(Fragmenty zbioru danych do wykrywania obiektów)

|---|

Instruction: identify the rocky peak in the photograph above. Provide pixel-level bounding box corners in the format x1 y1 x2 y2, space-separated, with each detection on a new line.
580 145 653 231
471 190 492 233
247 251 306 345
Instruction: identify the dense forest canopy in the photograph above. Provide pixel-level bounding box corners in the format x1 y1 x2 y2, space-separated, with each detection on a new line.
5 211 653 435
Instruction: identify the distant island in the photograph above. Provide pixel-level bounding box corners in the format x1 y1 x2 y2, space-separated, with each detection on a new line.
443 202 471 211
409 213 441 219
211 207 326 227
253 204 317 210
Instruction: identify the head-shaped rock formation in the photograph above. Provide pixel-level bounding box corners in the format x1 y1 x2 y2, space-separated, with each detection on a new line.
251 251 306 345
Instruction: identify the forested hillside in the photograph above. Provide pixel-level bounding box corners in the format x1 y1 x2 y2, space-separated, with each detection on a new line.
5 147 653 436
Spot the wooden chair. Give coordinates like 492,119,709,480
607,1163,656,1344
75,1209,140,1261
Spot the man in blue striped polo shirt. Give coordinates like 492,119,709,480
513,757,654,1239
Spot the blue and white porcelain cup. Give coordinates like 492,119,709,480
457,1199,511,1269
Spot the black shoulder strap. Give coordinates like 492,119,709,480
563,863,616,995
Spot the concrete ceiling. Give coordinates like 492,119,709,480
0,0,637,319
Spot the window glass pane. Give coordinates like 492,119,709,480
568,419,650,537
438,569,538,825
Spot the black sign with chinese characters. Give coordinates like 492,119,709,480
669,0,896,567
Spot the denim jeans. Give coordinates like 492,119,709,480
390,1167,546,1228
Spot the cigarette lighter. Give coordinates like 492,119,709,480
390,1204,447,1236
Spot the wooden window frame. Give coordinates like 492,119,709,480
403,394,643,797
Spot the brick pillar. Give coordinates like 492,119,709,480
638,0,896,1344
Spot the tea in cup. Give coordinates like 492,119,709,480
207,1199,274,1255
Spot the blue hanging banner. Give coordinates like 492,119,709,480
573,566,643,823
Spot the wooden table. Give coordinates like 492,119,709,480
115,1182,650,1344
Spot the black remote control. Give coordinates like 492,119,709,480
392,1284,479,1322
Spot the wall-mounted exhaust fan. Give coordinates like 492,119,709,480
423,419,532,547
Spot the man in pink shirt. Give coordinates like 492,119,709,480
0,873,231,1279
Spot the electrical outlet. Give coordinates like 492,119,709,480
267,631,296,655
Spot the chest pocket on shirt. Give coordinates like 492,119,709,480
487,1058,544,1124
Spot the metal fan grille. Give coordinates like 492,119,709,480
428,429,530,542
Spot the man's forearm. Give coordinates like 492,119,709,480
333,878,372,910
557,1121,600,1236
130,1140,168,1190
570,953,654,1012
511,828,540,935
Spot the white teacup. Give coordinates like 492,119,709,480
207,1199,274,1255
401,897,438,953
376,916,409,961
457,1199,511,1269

|---|

Przepisz wszystkie wpisy, zamieniając każde „wooden” na „oak”. Reszta tekstu ma zostać bez zmian.

### WYNIK PONIŻEJ
Instruction: identify the rocky peak in the photograph above. Provide pixel-level bounding box corners in the format x1 y1 x2 y2, space-separated, with each detection on a new line.
580 145 653 231
471 190 492 233
247 251 306 345
Instruction: identify the dense forest canopy in the photograph above. Provide pixel-level bounding box corners in the format x1 y1 x2 y2, space-separated, with each detection on a new line.
5 211 653 435
Instruction: identify the distant island in the photograph above. Provide pixel-level bounding box corners in the format x1 y1 x2 y2, space-separated, with each detection on a new line.
443 202 471 211
409 213 441 219
211 207 326 227
253 204 317 210
Instruction: identify the head-shaped rock formation in the photograph above. Provide pixel-level bounding box corners in the format x1 y1 x2 y2, space-separated, with each detection on a new line.
251 251 306 345
Instruction: identify the forested hillside in the photograph above. Provide pixel-level bounding box corners in the format x1 y1 x2 y2, space-separated, with each detection on a new line.
5 147 653 436
Spot the oak chair. Give coordinates like 492,119,709,480
607,1163,656,1344
75,1209,140,1261
Spot the man in blue striped polo shirt. Give coordinates like 492,119,709,480
513,757,654,1239
Spot the blue and white porcelain cup. Give coordinates like 492,119,709,480
457,1199,511,1269
Spot the black shoulder strap. Give coordinates like 492,119,709,480
563,863,616,995
Spot the concrete ceiling. Give coordinates like 492,119,709,480
0,0,637,319
Spot the window glass pane. Give coordinates like 492,119,709,480
568,419,650,537
438,569,538,825
Spot the black sign with chinese characters. Give coordinates like 492,119,709,480
669,0,896,567
Spot the denim jeans. Give coordinates like 492,119,709,480
390,1167,546,1228
Spot the cigarette lighter. Give coordinates like 492,119,709,480
390,1204,447,1236
Spot the oak window frame. Give coordinates like 492,119,709,480
403,394,643,797
Spot the brick pillar. Give coordinates like 492,119,709,480
638,0,896,1344
Spot the tea in cup. Give coordinates like 492,119,709,480
207,1199,274,1255
Spot the blue hanging banner. Give coordinates like 492,119,709,480
573,566,643,823
Spot the oak table. Give coordinates like 492,119,709,480
115,1182,650,1344
Spot the black remote control. Give coordinates like 492,119,709,480
392,1284,479,1322
Spot the wall-mounted exhaust fan. Give coordinates like 492,119,709,480
423,419,532,547
Spot the man in pink shirt. Give coordinates like 492,119,709,480
0,873,231,1279
Spot the electrical outlet. Give coordinates like 492,119,709,480
267,631,296,655
Spot the chest pocket on shirt. Give coordinates like 492,119,709,480
487,1058,544,1124
Spot the metal fan grille. Give coordinates like 492,119,709,480
428,429,530,542
Spot the man's forearm. Give coordinates like 492,119,709,480
333,878,372,910
557,1121,600,1236
130,1140,168,1190
570,953,654,1012
511,828,540,935
Spot the white teacup. Give coordinates like 492,119,709,480
207,1199,274,1255
401,897,438,953
376,916,409,961
457,1199,511,1269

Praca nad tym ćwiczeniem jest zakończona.